**What is required:** An exact copy of every entry is required, minus the pictures.

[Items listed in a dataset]
_ _ _ _

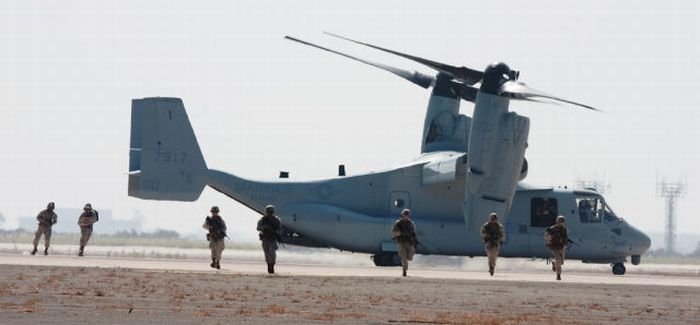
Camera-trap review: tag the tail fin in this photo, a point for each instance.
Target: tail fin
(165, 162)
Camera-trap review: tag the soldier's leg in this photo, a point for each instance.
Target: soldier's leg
(268, 256)
(559, 260)
(492, 253)
(221, 250)
(37, 236)
(47, 240)
(403, 254)
(212, 249)
(85, 233)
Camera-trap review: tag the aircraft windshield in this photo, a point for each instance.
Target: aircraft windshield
(594, 210)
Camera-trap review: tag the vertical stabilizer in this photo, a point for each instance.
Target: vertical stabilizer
(165, 162)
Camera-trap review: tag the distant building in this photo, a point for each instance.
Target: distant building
(68, 222)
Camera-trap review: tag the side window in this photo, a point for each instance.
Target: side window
(543, 211)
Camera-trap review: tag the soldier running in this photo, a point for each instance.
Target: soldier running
(557, 237)
(270, 227)
(217, 232)
(404, 233)
(85, 221)
(493, 234)
(46, 218)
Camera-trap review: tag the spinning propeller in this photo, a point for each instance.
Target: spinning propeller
(497, 79)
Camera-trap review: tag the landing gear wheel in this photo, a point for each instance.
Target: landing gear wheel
(619, 269)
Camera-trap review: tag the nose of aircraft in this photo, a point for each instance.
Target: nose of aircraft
(639, 240)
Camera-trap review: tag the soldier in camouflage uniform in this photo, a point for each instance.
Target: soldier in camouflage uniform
(217, 232)
(46, 218)
(270, 227)
(404, 233)
(557, 237)
(493, 235)
(85, 221)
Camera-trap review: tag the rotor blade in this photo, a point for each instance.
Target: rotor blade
(468, 76)
(415, 77)
(519, 90)
(465, 91)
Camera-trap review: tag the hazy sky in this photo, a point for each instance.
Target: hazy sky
(260, 104)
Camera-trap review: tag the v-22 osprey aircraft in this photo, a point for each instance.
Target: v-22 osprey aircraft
(468, 168)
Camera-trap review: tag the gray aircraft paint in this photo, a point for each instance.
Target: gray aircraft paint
(355, 213)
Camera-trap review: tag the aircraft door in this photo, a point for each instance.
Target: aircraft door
(399, 200)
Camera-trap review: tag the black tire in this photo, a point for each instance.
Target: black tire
(619, 269)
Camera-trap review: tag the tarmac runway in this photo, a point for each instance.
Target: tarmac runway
(324, 287)
(248, 267)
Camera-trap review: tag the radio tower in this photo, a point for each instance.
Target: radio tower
(671, 192)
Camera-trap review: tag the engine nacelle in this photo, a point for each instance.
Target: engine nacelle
(495, 164)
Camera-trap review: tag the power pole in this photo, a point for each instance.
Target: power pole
(671, 192)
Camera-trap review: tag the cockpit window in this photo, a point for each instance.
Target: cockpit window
(590, 209)
(543, 211)
(594, 210)
(609, 215)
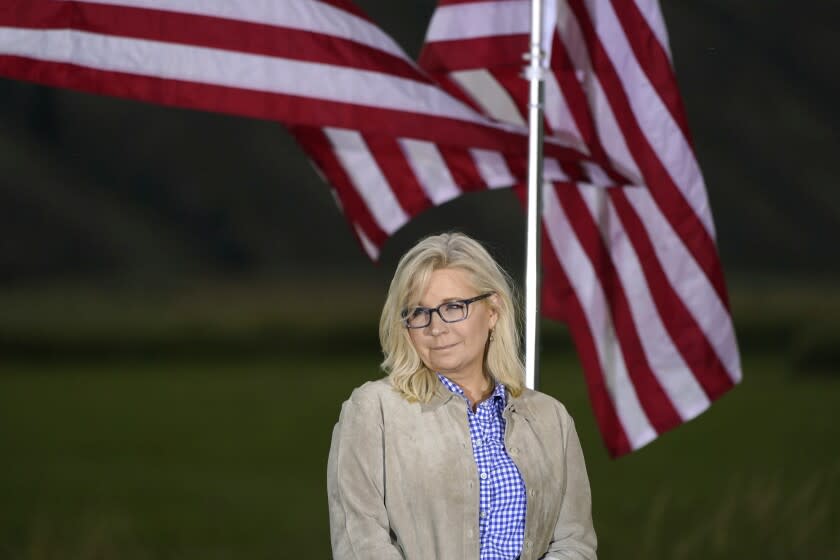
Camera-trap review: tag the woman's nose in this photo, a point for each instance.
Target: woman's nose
(437, 325)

_ _ _ _

**Response:**
Camera-trap review: tag the tail fin in this photo, a point for each instance.
Target: tail fin
(165, 162)
Camera-trap review: tag the soldier's leg in this photo, a point for each instance.
Target: soldier's leg
(268, 256)
(559, 260)
(492, 253)
(221, 250)
(37, 236)
(47, 240)
(403, 254)
(212, 249)
(85, 233)
Camera-trap review: tag the aircraft windshield in this photo, a point for each instance.
Target: aircraft windshield
(594, 210)
Camera-trap review: tag the vertical stabilizer in this photo, a point for each instance.
Target: vertical stabilizer
(165, 162)
Camera-trap review: tag the distant building in this photo, a point for each instance.
Target: distant building
(68, 222)
Camera-trap review: tag the side window in this photo, a point for each instance.
Target: side window
(543, 211)
Camera-trap review: tag the soldier running in this photo, a point for each instance.
Target: soldier running
(557, 237)
(270, 227)
(217, 232)
(404, 233)
(85, 221)
(493, 234)
(46, 218)
Camera-trap review: tag the spinning propeller in this photo, a point for each instance.
Target: spinning propeller
(497, 79)
Camera-trap review: tag the landing gear wheel in this photo, a point for each instance.
Target: landing gear wheel
(619, 269)
Camera-trap review: tag the nose of aircraft in this photo, a point for each instance.
Target: nose of aircraft
(639, 240)
Camera-trap review: tag the soldier in camouflage uniform in this photo, a point for each instance.
Target: soldier in camouflage uniform
(217, 232)
(46, 218)
(270, 227)
(404, 233)
(557, 237)
(493, 235)
(85, 221)
Camera-trap review: tag the rotor blade in this photo, a point for each instance.
Target: rotor blade
(468, 76)
(415, 77)
(519, 90)
(465, 91)
Camera-trap review: tag the hazy sky in this photo, a point for each instance.
Target: hazy sky
(260, 104)
Camera-trap review: tag the v-22 osprey aircraft in this photo, a point for each instance.
Target: v-22 osprey aircraft
(468, 168)
Camera-trap review: tag the gray aircraft paint in this photo, a point for each instance.
Target: gray aircraft paint
(355, 213)
Camera-trap review: tag the aircraft door in this photo, a point for each instance.
Target: aircraft door
(399, 200)
Camera-trap review: tag the black tire in this photo, a point for each instance.
Target: black tire
(619, 269)
Camera-trap review: tag the tarmac runway in this photo, a point for each instance.
Target: tarmac runway
(324, 287)
(248, 267)
Camera-trap review: tag the radio tower in this photo, a point for each instance.
Target: radio tower
(671, 192)
Camera-trap review: tag the engine nacelle in this photo, a point for each instance.
Target: engine nacelle
(495, 164)
Camera-trap review: tag the power pole in this photo, a point for each instance.
Target: power pole
(671, 192)
Camera-trap review: tag the cockpit window in this photo, a point for each instance.
Target: cockpit window
(590, 209)
(543, 211)
(594, 210)
(609, 215)
Camera-trap review: tag the woman's nose in this photo, a point for each instance.
Target: woman's nose
(437, 325)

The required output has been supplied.